━━━━━ DATA ROWS

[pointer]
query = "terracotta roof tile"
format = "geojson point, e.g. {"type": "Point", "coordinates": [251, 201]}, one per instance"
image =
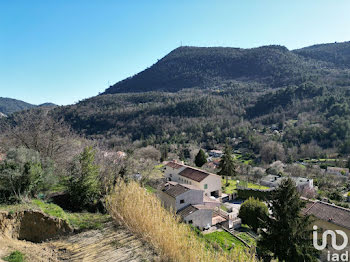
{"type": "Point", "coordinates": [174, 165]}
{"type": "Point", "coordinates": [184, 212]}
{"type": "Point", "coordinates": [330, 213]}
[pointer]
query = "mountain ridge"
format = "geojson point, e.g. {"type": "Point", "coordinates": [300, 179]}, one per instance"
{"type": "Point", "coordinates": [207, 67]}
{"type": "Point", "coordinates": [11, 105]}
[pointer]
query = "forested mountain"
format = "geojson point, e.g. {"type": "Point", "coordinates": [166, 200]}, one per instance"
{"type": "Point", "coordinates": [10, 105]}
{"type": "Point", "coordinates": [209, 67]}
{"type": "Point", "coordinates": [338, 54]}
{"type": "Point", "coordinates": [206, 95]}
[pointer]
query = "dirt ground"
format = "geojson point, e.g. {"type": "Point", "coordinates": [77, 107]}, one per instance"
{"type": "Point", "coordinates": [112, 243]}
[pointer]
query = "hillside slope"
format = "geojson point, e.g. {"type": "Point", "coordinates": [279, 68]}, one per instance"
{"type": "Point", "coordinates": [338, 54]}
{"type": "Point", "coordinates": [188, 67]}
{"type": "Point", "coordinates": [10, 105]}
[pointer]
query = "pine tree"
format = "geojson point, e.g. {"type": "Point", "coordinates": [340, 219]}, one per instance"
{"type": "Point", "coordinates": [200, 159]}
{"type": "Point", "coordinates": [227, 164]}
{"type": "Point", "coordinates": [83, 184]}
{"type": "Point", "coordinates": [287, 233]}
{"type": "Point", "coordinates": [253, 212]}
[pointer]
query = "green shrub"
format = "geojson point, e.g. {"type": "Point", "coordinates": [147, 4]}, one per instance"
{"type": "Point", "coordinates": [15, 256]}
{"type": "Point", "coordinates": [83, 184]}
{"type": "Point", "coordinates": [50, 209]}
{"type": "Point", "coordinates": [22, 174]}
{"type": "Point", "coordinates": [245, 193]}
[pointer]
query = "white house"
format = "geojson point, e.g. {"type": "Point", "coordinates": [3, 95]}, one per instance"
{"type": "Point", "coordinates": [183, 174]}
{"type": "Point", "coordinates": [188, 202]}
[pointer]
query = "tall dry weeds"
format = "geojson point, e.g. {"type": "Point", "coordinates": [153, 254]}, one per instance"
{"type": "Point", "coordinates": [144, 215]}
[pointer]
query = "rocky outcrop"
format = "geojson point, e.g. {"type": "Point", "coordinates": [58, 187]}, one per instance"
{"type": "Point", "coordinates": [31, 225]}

━━━━━━━━━━

* **WHAT YOU HAVE TO DO**
Gather every line above that contains the string "geojson". Case counts.

* **RIGHT ANSWER**
format = "geojson point, e.g. {"type": "Point", "coordinates": [251, 201]}, one per instance"
format = "geojson point, e.g. {"type": "Point", "coordinates": [300, 179]}, one per instance"
format = "geojson point, e.g. {"type": "Point", "coordinates": [166, 200]}, one per instance"
format = "geojson point, e.g. {"type": "Point", "coordinates": [77, 107]}, one per instance"
format = "geojson point, e.g. {"type": "Point", "coordinates": [279, 68]}, one per instance"
format = "geojson point, e.g. {"type": "Point", "coordinates": [340, 219]}, one per instance"
format = "geojson point, e.g. {"type": "Point", "coordinates": [147, 4]}, one per instance"
format = "geojson point, e.g. {"type": "Point", "coordinates": [3, 95]}, one per instance"
format = "geojson point, e.g. {"type": "Point", "coordinates": [153, 254]}, one per instance"
format = "geojson point, e.g. {"type": "Point", "coordinates": [58, 187]}, one per instance"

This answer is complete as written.